■ Given problem
Copy out each line of the data below without any changes, leaving out the pictures themselves.

>> start Dataset records

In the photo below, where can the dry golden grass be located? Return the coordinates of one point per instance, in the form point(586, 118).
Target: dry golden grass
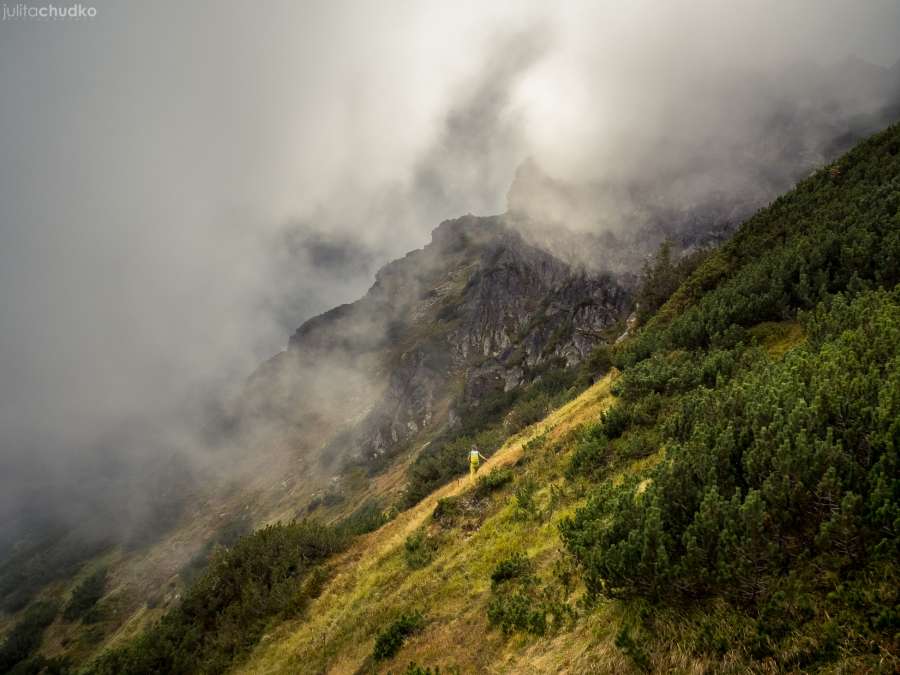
point(371, 584)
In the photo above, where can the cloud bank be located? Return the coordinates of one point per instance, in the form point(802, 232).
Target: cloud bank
point(182, 184)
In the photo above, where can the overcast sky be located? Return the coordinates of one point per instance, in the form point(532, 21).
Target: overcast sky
point(182, 183)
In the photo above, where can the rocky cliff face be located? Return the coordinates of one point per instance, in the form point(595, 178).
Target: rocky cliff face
point(475, 311)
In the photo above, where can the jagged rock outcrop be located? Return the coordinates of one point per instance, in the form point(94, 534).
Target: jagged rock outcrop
point(477, 310)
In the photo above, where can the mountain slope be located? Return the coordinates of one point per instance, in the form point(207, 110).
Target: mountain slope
point(475, 338)
point(736, 509)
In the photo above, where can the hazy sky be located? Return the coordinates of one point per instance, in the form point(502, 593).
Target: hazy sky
point(181, 183)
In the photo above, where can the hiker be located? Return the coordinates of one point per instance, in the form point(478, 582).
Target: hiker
point(474, 456)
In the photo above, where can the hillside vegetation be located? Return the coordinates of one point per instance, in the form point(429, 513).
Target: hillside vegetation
point(737, 508)
point(724, 498)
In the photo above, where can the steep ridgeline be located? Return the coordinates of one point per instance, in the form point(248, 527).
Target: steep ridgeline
point(475, 312)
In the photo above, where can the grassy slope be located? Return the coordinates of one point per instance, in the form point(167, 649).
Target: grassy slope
point(371, 584)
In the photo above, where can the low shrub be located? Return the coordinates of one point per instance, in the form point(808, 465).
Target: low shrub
point(391, 639)
point(496, 479)
point(419, 550)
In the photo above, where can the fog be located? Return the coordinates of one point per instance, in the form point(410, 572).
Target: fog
point(182, 184)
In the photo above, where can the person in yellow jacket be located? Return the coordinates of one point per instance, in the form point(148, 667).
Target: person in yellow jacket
point(474, 456)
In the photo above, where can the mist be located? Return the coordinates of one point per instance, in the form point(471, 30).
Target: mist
point(183, 184)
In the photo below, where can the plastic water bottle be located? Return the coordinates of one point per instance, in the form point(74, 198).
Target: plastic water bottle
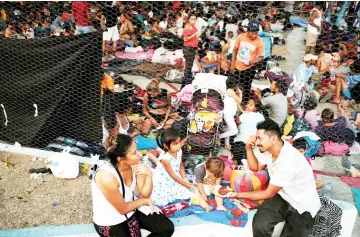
point(171, 209)
point(327, 188)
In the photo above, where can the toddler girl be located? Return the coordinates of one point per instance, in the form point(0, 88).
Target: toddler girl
point(169, 179)
point(214, 169)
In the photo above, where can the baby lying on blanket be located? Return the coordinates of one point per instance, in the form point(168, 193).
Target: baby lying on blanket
point(208, 176)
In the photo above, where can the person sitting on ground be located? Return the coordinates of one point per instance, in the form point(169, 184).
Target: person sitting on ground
point(355, 118)
point(223, 61)
point(301, 145)
point(208, 175)
point(163, 22)
point(115, 119)
point(310, 113)
point(156, 107)
point(155, 28)
point(28, 32)
point(277, 102)
point(210, 60)
point(337, 130)
point(81, 16)
point(212, 19)
point(113, 187)
point(247, 122)
point(232, 101)
point(126, 30)
point(170, 180)
point(345, 84)
point(291, 195)
point(303, 73)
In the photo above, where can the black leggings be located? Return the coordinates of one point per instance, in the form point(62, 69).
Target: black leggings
point(157, 224)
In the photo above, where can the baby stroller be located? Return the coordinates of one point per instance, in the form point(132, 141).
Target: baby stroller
point(206, 116)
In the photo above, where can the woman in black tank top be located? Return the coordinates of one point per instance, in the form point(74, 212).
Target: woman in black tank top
point(156, 107)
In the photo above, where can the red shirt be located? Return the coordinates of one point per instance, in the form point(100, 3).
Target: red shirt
point(80, 9)
point(193, 42)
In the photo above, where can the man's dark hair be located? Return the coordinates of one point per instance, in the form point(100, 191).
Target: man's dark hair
point(270, 127)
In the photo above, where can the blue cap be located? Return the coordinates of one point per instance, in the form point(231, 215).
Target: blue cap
point(253, 26)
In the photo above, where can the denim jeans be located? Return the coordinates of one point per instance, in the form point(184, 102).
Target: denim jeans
point(276, 210)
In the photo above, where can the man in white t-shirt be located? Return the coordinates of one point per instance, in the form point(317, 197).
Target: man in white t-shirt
point(291, 195)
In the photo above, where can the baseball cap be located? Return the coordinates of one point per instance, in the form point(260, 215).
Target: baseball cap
point(253, 25)
point(283, 81)
point(309, 57)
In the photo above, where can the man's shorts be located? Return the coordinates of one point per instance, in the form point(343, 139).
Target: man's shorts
point(111, 34)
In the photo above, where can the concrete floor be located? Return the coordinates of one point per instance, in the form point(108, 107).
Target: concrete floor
point(340, 190)
point(296, 48)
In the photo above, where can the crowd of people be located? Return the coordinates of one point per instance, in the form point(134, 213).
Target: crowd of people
point(257, 121)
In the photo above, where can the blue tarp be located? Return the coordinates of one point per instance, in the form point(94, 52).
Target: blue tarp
point(356, 195)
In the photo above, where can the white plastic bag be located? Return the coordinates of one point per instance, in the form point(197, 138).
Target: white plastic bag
point(64, 165)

>> end Dataset records

■ Task result
In the photo below, where can the dry golden grass be located? Return the coordinates of one point per instance, in the form point(586, 118).
Target: dry golden grass
point(371, 584)
In the photo above, where can the cloud bank be located? Return the coordinates of one point per instance, in the form point(802, 232).
Target: cloud bank
point(182, 184)
In the photo above, where can the overcast sky be located? Return the coordinates of one point per instance, in the form point(532, 21).
Target: overcast sky
point(182, 183)
In the photo above, where can the rocky cliff face be located? Return the coordinates of one point per instance, in the form point(595, 178).
Target: rocky cliff face
point(475, 311)
In the photo above, where can the jagged rock outcrop be located? Return the coordinates of one point per instance, in the form point(94, 534).
Target: jagged rock outcrop
point(477, 310)
In the photo above, where can the mountain slope be located? Return the coordinates of one point per instance, in the form point(207, 110).
Target: mountain slope
point(475, 338)
point(736, 509)
In the photo above, where can the hazy sky be located? Return the coordinates of one point per instance, in the form point(502, 593).
Target: hazy sky
point(181, 183)
In the photo above, where can the hiker be located? Return the coordinates of one point per instance, in the form point(478, 582).
Target: hiker
point(474, 456)
In the photo above, where can the hillside vegetation be located? Return the coordinates of one point per instance, in the form point(429, 513).
Target: hillside vegetation
point(737, 508)
point(724, 498)
In the photo above, where can the steep ridgeline be located? Return the coordinates of one point per instance, in the form point(248, 527).
Target: steep ridgeline
point(475, 312)
In the photo above, where can the grassy slope be located? Return the coordinates of one point per instance, in the form point(167, 649).
Target: grassy slope
point(371, 584)
In the photo above, where can the low shrub be located? Return the coordinates of one point per instance, in the form point(808, 465).
Target: low shrub
point(391, 639)
point(496, 479)
point(419, 550)
In the photo above, where can the fog be located? Return the coordinates of one point per instance, in the form point(410, 572).
Target: fog
point(182, 184)
In the photo above, where can the person in yellow jacket be located? Return the coordinates of one point per instance, in the form point(148, 667).
Target: person in yellow jacket
point(474, 456)
In the photo above, where can the mist be located? Return the coordinates of one point per instance, in the form point(471, 30).
Target: mist
point(183, 184)
In the photo below, where can the plastic water bottle be located? Return the coordinates of one point per instance, in the form point(74, 198).
Target: plastic water bottle
point(171, 209)
point(327, 188)
In the photo above, where can the toddler girl be located? Return the coordinates of one point per instance, in the form point(0, 88).
Target: toddler girl
point(169, 179)
point(214, 169)
In the photo above, where can the baby lying on blanket be located? Return the coordinates of one point per instance, in the form point(168, 193).
Target: baby lying on blanket
point(208, 176)
In the photo above, where can the person sitting on ground be located? Return the coordinates of one point per instance, in the form point(169, 184).
Target: person sitting on ground
point(355, 118)
point(223, 61)
point(301, 145)
point(208, 175)
point(163, 22)
point(115, 119)
point(310, 113)
point(156, 107)
point(155, 28)
point(28, 32)
point(277, 102)
point(210, 60)
point(337, 130)
point(81, 16)
point(212, 19)
point(113, 187)
point(247, 122)
point(232, 101)
point(126, 30)
point(170, 180)
point(345, 84)
point(291, 195)
point(303, 73)
In the photo above, where can the black leggings be located? Return the coordinates of one point per instance, in the form point(62, 69).
Target: black leggings
point(157, 224)
In the photo above, where can the baby stroller be located? Return the coordinates of one point per instance, in the form point(132, 141).
Target: baby stroller
point(206, 116)
In the photo above, where can the woman in black tank top be located? Return the coordinates of one point per instance, in the form point(74, 212).
Target: woman in black tank top
point(156, 107)
In the photo above, where can the red shirt be located? Return the coordinates of one point per instance, in the form point(100, 3).
Target: red shirt
point(80, 9)
point(193, 42)
In the photo above, where can the man's dark hair be located? Return the coordinates of one point per instance, in the form point(100, 191).
Target: man's dark hair
point(270, 127)
In the photo above, where can the blue cap be located? Return the coordinates of one point per instance, in the form point(231, 215).
Target: blue cap
point(253, 26)
In the photo above, where can the denim jeans be located? Return the coordinates of one point per instance, in the form point(184, 102).
Target: denim jeans
point(276, 210)
In the photo above, where can the man in white t-shirt be located? Return the coordinates of one point per instance, in the form point(317, 197).
Target: man in white t-shirt
point(291, 195)
In the photo above, where can the baseball cap be located? Return the coordinates of one point per instance, in the form point(260, 215).
Target: baseball cap
point(253, 25)
point(283, 81)
point(309, 57)
In the photo above, where can the man's shorts be located? Return the coordinates of one point per instance, in the form point(343, 139).
Target: man's shorts
point(111, 34)
In the photo above, where can the concrete floor be located? Return the coordinates of one point per instance, in the form point(108, 107).
Target: concrete floor
point(340, 190)
point(296, 48)
In the photo above, where can the crowd of people be located? Return the coordinates of one point per instance, in the form point(134, 213).
Target: crowd of people
point(257, 121)
In the photo above, where can the blue tarp be located? Return the coordinates of one point per instance, in the form point(94, 52).
Target: blue tarp
point(356, 195)
In the photo above, where can the white plastic bag be located? Return the coordinates of one point per instance, in the form point(197, 138).
Target: white plastic bag
point(64, 165)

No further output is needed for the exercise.